Work required. Take from the data every line in which the word "collar" is found.

━━━━━ Supplied records

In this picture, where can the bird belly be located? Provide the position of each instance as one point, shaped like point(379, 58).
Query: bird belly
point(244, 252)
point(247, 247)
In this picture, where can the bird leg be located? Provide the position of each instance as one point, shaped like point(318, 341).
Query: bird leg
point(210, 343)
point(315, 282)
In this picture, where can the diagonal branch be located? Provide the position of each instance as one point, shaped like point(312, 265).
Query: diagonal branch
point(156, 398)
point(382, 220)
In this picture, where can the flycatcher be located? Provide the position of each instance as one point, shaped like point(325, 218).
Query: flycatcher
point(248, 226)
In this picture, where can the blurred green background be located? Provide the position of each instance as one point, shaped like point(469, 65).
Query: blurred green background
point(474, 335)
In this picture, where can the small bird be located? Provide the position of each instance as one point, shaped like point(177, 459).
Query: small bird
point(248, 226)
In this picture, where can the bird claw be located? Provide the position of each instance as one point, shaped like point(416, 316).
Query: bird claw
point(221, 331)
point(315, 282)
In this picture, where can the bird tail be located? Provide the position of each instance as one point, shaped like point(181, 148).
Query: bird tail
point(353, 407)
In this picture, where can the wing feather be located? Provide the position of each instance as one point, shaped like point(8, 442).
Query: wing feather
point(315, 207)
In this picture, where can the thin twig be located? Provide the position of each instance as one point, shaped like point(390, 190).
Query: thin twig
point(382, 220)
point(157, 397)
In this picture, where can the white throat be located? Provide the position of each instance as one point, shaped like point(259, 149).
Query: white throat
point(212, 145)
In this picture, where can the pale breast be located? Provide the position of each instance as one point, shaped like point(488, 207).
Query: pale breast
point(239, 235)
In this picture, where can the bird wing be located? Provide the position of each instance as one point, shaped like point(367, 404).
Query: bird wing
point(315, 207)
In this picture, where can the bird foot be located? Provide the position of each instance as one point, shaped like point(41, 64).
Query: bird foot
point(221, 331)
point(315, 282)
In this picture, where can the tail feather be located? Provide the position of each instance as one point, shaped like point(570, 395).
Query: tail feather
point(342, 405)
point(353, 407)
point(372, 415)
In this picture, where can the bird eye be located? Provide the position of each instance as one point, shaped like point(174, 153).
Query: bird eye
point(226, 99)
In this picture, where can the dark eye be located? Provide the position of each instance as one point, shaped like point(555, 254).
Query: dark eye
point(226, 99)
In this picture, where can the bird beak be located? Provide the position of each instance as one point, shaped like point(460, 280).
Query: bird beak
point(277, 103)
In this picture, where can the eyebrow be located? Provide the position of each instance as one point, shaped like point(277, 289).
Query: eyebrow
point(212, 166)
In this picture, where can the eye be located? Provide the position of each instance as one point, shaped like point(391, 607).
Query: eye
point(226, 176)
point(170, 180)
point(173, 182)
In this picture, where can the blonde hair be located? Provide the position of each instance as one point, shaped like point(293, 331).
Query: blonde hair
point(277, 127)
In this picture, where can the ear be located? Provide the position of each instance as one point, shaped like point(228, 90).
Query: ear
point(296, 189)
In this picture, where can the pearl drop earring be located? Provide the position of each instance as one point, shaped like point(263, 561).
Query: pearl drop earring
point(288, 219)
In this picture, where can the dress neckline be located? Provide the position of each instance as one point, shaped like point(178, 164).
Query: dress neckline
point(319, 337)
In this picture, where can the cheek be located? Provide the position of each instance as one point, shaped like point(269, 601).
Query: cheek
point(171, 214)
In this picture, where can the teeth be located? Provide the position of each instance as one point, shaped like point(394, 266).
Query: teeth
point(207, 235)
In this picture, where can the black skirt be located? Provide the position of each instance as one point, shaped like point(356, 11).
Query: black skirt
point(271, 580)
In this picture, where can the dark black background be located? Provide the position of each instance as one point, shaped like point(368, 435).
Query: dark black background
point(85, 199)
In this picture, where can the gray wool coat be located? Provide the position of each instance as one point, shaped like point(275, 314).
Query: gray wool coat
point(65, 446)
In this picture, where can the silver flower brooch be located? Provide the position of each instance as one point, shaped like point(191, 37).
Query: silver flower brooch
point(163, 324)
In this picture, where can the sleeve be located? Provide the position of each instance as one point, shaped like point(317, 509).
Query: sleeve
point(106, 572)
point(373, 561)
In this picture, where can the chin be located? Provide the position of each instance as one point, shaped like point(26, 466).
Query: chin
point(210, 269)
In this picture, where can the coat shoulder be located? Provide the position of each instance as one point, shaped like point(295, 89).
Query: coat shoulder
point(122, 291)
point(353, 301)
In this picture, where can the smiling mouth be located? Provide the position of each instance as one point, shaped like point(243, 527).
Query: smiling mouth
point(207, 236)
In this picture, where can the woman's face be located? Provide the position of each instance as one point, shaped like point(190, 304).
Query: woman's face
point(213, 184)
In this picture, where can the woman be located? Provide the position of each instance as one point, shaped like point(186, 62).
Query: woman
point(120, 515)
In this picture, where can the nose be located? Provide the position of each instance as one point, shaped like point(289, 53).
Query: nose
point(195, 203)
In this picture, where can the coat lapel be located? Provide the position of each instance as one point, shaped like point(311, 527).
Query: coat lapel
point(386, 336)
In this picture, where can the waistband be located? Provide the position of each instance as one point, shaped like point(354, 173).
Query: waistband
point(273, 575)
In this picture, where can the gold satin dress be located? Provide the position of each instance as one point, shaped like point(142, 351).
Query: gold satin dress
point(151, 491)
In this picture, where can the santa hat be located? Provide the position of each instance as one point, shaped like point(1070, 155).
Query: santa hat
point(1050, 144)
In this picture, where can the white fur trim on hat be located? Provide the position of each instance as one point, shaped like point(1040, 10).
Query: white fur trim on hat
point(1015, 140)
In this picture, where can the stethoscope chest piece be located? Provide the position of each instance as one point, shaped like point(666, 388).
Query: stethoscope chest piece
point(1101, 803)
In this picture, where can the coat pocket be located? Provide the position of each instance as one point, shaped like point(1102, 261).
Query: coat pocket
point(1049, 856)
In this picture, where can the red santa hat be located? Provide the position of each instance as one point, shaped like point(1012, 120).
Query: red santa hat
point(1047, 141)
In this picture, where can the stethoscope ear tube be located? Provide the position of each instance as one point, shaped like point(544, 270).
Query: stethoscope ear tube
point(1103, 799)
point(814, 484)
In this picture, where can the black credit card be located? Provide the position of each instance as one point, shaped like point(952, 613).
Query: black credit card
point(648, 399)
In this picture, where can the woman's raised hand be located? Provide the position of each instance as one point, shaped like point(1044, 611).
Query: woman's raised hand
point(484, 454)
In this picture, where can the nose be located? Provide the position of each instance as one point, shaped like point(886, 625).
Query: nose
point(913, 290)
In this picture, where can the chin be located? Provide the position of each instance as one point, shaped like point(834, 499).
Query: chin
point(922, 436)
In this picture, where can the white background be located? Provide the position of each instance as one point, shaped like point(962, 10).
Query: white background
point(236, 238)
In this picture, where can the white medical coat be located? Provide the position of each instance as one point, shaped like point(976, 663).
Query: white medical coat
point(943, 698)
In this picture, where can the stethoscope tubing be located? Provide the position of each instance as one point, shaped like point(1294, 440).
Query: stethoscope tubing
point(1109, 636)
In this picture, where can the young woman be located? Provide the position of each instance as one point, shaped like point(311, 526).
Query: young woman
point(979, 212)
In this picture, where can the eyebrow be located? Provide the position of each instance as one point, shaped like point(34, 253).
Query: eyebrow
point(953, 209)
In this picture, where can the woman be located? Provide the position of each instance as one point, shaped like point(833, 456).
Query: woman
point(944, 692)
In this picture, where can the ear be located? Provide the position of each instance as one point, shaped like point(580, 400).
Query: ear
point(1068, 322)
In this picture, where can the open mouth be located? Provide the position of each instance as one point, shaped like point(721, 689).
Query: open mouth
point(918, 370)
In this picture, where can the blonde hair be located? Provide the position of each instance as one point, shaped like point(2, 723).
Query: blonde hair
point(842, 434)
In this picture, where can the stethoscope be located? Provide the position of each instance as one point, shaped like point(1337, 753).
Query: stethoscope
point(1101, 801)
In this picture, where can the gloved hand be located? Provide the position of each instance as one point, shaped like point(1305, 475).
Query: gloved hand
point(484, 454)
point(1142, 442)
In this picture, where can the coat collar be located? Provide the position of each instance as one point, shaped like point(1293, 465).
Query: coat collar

━━━━━━━━━━

Written solution.
In this picture, where can the coat collar be located? Provide the position of each instance as one point, shaped like point(1293, 465).
Query: coat collar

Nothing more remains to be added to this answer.